--- Testo riportato ---
┌────────

04 April 2015

Epoca, la Porsche 911 Carrera RS 2.7

La Carrera RS 2.7 è concepita come un’auto da corsa, ma entusiasma anche chi vuole andarci a spasso. Prevista in 500 esemplari per le corse, ne hanno fatte 1.580. È un mito dell’automobilismo...

INTRO

Solo alla soglia del nuovo millennio la 911 Carrera RS 2.7 del 1972/1973 (serie F) ha ceduto il primato della Porsche stradale più scattante di tutti i tempi. Ma ancora oggi affascinano le sue prestazioni e la bellezza asciutta e muscolosa, sulla quale spicca impertinente la “coda d’anatra”. Le linee sono quelle piacevolmente familiari del modello originale disegnato da Ferdinand Alexander “Butzi” Porsche nel 1963. Non ci sono dunque i paraurti di sicurezza e le dotazioni che dal 1974 hanno ritoccato il volto delle 911. Qui ogni dettaglio è una delizia per l’appassionato della guida veloce. Solo a guardarla, la Carrera RS 2.7 promette un piacere quasi peccaminoso; oggi praticabile solo in pista, con tanta invidia per chi ha avuto il privilegio di guidarla negli annipre-Autovelox. Anche nella meccanica la Carrera RS 2.7 non scardina le radici del progetto originale.

└────────

--- Dati forniti ---
┌────────

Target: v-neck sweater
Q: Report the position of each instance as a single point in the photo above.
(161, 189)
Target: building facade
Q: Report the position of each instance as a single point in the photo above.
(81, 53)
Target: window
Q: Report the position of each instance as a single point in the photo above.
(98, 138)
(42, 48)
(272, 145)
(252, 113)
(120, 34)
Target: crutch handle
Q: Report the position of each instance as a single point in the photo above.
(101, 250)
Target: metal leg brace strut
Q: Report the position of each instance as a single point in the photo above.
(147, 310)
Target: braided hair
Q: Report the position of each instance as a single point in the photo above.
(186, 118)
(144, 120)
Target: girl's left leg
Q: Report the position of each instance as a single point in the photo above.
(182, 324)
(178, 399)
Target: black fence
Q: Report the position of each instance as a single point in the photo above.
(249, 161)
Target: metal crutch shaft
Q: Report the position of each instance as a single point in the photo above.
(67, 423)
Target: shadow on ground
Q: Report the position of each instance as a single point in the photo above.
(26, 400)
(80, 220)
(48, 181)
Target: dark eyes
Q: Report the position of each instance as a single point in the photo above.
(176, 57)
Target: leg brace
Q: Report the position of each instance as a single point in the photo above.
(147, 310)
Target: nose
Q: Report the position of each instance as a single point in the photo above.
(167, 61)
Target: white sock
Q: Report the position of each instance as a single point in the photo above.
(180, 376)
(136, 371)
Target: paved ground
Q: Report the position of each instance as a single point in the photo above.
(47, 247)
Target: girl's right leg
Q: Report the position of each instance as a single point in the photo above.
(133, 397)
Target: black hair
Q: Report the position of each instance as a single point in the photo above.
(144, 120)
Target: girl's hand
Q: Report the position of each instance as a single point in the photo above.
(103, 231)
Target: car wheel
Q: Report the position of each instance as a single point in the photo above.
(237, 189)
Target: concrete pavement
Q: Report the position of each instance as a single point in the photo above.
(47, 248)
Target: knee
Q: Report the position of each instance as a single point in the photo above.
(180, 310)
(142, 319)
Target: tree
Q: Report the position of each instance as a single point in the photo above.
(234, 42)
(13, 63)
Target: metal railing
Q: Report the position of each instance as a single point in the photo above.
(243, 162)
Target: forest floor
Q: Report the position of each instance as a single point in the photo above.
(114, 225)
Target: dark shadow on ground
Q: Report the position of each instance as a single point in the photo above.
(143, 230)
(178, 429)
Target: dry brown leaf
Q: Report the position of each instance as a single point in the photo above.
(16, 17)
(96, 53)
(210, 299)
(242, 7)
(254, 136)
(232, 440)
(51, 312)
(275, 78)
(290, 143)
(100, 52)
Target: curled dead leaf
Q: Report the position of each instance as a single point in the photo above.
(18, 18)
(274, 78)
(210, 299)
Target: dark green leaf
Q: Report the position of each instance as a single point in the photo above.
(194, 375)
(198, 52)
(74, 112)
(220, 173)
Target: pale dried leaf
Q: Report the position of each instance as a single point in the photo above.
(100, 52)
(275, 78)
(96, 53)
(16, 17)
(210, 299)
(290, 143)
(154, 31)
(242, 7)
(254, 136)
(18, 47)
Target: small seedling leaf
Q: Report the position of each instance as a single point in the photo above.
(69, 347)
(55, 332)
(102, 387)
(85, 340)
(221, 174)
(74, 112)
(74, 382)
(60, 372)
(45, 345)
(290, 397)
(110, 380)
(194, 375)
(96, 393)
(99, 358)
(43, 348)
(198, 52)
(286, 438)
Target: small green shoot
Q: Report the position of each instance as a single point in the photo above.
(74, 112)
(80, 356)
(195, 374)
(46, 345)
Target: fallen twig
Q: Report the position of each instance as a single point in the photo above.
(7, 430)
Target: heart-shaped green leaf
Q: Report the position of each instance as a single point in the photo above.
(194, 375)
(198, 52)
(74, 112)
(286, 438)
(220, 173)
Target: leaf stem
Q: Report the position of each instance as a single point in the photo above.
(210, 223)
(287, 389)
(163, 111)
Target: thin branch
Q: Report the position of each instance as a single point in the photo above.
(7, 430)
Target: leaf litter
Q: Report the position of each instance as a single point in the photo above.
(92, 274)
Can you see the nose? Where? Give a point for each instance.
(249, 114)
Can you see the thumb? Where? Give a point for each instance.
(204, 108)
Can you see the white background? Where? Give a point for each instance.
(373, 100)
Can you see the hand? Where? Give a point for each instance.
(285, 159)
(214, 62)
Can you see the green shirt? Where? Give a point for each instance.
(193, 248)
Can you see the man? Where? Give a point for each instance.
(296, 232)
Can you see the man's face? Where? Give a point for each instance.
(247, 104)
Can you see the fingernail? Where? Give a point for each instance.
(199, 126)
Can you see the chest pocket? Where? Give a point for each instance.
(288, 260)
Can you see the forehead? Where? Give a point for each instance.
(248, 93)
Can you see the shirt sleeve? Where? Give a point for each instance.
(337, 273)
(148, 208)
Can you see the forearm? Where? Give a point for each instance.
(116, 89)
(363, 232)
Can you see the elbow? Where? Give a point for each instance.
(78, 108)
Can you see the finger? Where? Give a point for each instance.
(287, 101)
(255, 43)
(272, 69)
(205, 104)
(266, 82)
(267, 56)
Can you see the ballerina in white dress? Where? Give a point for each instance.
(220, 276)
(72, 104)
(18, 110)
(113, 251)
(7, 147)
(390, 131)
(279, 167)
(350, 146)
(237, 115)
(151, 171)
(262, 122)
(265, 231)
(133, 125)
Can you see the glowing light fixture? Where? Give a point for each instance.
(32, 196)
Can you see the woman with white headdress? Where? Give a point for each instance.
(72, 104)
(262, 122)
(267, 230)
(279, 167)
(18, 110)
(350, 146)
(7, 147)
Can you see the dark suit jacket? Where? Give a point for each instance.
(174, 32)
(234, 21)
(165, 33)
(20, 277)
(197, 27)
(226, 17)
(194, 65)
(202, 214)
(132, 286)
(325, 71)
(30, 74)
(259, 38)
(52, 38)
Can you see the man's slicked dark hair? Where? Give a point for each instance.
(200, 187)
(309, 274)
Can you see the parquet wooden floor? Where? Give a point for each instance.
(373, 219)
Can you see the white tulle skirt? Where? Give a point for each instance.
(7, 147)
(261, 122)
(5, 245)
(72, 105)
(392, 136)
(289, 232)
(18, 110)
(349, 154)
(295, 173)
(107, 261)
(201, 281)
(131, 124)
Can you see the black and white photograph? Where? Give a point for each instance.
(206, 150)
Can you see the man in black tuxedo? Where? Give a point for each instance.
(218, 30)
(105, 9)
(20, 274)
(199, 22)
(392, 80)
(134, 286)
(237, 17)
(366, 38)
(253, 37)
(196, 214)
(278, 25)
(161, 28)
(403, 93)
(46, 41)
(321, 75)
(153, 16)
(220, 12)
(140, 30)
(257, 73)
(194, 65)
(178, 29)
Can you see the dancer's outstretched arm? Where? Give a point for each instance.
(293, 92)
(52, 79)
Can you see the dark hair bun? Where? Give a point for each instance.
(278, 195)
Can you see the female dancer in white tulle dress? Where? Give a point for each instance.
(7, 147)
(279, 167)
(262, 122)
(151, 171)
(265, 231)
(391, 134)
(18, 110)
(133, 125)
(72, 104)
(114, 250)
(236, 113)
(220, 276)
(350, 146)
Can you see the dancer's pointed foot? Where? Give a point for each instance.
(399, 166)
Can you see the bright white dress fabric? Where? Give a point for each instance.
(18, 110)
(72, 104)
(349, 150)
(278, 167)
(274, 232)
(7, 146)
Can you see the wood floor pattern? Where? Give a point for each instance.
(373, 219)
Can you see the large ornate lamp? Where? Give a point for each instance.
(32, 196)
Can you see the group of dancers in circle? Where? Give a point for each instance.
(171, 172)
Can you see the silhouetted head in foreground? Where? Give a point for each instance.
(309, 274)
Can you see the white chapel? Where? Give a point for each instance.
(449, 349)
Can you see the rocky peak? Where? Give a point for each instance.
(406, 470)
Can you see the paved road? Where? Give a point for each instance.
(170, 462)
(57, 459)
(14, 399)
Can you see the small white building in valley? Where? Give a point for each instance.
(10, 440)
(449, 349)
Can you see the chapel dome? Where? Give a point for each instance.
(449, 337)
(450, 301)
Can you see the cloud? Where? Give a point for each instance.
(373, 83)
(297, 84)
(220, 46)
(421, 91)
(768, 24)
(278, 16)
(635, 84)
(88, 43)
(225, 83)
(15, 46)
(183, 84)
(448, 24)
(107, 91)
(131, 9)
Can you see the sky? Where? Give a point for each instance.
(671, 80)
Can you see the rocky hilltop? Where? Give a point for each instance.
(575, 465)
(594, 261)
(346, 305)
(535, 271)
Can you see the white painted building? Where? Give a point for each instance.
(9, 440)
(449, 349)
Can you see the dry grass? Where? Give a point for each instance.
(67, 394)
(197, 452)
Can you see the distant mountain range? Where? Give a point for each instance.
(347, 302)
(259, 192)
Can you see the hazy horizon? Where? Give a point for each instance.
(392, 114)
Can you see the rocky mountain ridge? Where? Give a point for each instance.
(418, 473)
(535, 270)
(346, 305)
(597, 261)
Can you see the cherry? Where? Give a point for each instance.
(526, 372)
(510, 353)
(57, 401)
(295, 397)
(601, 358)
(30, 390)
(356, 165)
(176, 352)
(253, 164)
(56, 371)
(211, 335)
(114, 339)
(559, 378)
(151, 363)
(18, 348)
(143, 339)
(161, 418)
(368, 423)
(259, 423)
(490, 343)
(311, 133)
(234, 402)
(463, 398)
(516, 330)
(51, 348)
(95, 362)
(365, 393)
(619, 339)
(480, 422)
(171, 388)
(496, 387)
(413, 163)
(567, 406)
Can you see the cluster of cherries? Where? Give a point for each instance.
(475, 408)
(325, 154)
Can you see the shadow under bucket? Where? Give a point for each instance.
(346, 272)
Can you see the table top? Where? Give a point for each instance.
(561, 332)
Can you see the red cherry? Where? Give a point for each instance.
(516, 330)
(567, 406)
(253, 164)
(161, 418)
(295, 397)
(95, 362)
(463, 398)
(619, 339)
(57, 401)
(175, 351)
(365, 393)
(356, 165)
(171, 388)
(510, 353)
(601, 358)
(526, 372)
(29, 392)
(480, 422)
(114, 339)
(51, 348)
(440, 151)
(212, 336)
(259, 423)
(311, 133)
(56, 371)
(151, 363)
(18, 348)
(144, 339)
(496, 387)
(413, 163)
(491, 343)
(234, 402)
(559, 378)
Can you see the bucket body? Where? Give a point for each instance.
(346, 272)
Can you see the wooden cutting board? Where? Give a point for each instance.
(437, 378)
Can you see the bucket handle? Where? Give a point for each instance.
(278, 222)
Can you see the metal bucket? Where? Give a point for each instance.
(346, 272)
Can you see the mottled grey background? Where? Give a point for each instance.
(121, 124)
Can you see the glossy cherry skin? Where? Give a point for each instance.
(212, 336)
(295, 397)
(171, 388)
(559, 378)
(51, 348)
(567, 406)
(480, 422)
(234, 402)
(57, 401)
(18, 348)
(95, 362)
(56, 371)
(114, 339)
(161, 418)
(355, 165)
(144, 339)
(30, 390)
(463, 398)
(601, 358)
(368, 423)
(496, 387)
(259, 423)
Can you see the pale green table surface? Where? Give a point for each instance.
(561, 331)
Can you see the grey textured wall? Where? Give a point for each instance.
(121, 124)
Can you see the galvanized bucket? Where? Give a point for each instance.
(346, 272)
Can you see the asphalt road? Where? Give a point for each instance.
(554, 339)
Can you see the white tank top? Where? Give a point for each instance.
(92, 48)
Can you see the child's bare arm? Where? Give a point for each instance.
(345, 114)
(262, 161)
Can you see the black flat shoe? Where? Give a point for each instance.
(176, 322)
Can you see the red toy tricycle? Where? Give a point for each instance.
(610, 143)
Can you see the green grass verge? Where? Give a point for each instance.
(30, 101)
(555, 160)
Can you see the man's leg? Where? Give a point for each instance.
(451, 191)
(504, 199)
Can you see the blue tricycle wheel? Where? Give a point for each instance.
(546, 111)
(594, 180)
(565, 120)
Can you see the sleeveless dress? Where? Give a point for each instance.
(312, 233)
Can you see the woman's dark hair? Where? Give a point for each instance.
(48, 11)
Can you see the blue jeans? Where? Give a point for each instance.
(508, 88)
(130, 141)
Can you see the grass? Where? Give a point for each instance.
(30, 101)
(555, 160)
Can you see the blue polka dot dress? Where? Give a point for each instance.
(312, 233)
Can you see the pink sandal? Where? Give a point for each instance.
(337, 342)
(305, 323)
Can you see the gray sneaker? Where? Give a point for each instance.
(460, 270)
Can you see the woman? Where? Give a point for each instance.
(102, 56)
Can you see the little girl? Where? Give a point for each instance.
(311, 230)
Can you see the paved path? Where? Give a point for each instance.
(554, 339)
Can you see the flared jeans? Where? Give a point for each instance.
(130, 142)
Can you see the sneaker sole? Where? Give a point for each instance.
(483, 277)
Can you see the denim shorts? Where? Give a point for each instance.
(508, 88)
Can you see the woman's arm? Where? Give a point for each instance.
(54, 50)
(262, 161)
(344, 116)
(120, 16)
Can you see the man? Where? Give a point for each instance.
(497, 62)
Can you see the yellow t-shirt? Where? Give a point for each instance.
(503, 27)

└────────

Ricopia per intero il testo sulla Porsche 911 Carrera RS 2.7 riportato sopra, senza alcuna modifica.

--- Risultato ---
04 April 2015

Epoca, la Porsche 911 Carrera RS 2.7

La Carrera RS 2.7 è concepita come un’auto da corsa, ma entusiasma anche chi vuole andarci a spasso. Prevista in 500 esemplari per le corse, ne hanno fatte 1.580. È un mito dell’automobilismo...

INTRO

Solo alla soglia del nuovo millennio la 911 Carrera RS 2.7 del 1972/1973 (serie F) ha ceduto il primato della Porsche stradale più scattante di tutti i tempi. Ma ancora oggi affascinano le sue prestazioni e la bellezza asciutta e muscolosa, sulla quale spicca impertinente la “coda d’anatra”. Le linee sono quelle piacevolmente familiari del modello originale disegnato da Ferdinand Alexander “Butzi” Porsche nel 1963. Non ci sono dunque i paraurti di sicurezza e le dotazioni che dal 1974 hanno ritoccato il volto delle 911. Qui ogni dettaglio è una delizia per l’appassionato della guida veloce. Solo a guardarla, la Carrera RS 2.7 promette un piacere quasi peccaminoso; oggi praticabile solo in pista, con tanta invidia per chi ha avuto il privilegio di guidarla negli annipre-Autovelox. Anche nella meccanica la Carrera RS 2.7 non scardina le radici del progetto originale.